Stored data entries:
%%

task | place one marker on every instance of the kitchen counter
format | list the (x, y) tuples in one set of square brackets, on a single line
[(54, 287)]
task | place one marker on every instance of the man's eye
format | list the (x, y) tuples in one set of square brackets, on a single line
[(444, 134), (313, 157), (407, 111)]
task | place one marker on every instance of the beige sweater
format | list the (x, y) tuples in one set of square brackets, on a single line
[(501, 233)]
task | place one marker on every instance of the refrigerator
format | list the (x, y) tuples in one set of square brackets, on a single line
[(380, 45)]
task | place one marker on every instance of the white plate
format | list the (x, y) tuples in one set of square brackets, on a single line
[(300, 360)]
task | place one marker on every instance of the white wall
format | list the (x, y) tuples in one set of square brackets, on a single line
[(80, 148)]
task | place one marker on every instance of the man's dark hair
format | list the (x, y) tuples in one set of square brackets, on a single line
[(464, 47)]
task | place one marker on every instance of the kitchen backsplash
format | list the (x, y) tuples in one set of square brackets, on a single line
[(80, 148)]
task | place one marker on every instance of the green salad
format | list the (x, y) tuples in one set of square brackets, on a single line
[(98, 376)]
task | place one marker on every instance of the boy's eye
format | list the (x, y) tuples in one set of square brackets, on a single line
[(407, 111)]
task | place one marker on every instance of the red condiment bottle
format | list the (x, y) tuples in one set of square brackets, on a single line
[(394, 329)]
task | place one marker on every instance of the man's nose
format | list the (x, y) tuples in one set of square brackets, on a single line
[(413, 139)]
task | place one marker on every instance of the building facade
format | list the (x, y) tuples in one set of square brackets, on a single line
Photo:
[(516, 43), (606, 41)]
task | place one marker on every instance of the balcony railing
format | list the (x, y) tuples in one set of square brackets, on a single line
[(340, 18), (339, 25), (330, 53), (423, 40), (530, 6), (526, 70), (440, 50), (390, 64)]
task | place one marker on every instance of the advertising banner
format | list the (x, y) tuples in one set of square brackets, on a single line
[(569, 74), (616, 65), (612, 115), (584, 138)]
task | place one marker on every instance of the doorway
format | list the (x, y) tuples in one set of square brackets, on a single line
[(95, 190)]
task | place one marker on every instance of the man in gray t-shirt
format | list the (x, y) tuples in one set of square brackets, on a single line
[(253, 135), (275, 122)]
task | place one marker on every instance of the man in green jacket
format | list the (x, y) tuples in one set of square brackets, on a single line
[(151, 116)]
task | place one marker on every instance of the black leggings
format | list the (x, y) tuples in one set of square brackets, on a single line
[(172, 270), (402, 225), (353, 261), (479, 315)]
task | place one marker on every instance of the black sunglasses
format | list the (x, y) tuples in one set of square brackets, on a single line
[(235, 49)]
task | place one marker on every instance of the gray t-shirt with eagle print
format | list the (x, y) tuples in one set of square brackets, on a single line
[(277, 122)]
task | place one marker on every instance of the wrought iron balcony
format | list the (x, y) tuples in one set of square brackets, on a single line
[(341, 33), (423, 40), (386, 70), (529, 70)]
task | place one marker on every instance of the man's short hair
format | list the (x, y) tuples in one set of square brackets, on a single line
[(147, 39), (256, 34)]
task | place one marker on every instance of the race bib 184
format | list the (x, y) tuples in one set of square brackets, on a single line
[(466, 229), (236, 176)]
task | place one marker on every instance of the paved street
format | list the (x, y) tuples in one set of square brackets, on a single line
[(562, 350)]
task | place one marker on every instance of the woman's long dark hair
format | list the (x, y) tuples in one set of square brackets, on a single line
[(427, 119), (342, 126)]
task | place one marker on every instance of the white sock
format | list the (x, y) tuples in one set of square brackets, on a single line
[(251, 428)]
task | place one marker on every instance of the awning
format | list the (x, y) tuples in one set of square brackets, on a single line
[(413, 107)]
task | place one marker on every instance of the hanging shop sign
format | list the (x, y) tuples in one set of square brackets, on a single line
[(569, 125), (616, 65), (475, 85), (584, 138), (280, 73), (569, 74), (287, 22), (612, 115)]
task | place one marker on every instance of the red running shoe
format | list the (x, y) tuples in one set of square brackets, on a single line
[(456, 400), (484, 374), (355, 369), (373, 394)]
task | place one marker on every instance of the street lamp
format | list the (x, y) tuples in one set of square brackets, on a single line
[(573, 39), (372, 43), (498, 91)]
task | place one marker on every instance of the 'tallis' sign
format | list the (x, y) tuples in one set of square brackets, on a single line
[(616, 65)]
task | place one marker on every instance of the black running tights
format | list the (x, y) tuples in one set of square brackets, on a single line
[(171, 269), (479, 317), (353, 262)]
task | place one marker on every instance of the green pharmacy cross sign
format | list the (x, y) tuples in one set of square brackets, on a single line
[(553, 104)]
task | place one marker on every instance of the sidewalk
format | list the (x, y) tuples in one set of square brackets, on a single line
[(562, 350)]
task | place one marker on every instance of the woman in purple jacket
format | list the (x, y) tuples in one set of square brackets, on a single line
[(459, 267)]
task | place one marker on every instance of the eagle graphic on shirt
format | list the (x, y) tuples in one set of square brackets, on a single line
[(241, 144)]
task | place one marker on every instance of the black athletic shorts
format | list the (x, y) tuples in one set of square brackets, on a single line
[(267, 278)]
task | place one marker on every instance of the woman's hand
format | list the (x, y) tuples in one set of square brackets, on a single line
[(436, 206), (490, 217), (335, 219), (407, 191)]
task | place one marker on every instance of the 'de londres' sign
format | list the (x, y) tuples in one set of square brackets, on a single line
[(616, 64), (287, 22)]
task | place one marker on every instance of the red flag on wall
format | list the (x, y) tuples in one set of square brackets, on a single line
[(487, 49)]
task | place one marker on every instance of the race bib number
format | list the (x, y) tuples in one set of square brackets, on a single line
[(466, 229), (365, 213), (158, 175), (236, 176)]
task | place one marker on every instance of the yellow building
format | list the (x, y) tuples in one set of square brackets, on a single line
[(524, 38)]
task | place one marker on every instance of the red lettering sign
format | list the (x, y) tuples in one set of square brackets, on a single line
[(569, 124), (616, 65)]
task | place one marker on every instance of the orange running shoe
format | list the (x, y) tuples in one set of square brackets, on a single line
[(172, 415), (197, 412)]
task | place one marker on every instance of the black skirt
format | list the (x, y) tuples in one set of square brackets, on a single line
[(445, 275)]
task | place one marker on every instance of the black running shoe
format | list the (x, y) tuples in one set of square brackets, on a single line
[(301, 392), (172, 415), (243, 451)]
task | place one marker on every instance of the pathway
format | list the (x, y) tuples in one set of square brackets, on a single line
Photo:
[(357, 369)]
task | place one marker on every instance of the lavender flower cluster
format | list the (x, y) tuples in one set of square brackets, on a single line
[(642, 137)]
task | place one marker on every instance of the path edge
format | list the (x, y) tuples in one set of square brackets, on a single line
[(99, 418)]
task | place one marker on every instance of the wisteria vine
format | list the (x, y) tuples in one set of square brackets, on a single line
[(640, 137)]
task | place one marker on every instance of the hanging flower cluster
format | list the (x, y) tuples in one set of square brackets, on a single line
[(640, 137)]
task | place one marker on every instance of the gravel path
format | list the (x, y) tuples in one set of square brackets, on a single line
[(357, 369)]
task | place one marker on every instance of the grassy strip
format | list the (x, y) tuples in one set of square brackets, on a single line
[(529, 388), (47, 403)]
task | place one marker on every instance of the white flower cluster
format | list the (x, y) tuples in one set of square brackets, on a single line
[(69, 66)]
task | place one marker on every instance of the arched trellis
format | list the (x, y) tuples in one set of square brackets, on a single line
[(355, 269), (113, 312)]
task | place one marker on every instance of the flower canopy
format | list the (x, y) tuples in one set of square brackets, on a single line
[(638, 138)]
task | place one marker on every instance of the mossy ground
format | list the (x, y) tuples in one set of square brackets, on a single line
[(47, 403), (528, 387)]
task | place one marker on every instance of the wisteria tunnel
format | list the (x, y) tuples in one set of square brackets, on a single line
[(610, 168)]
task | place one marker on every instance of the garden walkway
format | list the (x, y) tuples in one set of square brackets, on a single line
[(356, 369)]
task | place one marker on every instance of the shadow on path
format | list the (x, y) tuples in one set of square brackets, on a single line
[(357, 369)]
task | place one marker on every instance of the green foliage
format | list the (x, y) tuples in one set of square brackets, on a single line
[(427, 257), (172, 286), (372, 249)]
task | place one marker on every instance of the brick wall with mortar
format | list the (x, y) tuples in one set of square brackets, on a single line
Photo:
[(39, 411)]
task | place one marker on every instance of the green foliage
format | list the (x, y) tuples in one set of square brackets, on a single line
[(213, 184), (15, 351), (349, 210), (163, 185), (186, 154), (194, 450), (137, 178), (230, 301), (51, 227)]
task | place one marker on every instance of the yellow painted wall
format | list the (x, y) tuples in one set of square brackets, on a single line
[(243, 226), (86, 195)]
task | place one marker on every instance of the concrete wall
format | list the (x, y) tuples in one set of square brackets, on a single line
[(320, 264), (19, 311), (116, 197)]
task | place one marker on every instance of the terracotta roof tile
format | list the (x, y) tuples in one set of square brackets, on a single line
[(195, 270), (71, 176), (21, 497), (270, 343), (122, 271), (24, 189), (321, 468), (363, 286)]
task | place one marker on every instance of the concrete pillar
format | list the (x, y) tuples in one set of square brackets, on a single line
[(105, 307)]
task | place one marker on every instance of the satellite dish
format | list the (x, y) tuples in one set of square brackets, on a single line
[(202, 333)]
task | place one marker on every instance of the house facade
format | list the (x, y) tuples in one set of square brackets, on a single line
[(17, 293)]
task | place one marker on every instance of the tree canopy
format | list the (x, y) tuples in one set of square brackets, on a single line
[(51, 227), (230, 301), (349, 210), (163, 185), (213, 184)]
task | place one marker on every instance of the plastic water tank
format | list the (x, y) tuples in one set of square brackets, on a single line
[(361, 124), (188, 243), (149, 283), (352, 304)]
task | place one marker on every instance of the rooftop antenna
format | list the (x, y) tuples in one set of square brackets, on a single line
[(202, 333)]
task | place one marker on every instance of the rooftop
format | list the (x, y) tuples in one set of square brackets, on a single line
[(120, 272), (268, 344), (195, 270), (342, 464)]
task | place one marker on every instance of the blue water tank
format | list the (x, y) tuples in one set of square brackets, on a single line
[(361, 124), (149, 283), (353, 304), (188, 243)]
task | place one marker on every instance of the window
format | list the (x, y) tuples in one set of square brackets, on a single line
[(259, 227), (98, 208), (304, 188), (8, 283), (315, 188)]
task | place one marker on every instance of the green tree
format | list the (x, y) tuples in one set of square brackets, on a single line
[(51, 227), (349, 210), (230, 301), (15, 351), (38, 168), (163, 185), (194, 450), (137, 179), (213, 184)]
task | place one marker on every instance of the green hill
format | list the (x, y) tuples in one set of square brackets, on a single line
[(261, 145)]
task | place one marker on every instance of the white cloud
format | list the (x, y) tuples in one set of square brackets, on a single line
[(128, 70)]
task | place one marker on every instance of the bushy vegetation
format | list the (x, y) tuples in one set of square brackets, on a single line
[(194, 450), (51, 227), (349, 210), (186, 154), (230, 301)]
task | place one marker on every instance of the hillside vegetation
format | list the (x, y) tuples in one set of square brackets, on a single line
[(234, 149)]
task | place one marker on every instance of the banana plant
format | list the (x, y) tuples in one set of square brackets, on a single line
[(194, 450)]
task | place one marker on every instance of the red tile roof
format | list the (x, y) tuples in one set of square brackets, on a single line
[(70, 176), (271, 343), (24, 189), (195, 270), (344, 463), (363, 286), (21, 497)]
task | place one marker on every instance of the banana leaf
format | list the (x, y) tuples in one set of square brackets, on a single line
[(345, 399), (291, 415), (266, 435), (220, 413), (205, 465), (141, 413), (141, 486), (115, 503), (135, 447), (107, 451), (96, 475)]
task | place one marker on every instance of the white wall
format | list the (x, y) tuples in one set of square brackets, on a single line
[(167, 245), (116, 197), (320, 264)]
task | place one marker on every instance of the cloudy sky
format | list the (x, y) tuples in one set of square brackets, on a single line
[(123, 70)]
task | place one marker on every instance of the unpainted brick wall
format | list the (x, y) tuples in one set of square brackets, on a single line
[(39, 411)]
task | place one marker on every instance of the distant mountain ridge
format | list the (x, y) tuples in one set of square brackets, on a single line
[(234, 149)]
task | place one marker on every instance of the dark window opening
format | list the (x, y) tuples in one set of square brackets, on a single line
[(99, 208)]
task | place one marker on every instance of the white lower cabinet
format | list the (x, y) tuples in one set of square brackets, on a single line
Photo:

%%

# Stated task:
Print the lines of the data above exactly as they appear, starting with the line that contains "the black skirt" and going on through the line that contains "[(301, 392), (172, 415), (243, 451)]".

# Completed task:
task | place one marker on every instance of the black skirt
format | list the (x, y) tuples in one set of square brackets, on a single line
[(445, 275)]
task | place one marker on every instance of the black running shoe
format | list the (x, y) tuples in one set of square brackets, on a single line
[(301, 392), (172, 415), (243, 451)]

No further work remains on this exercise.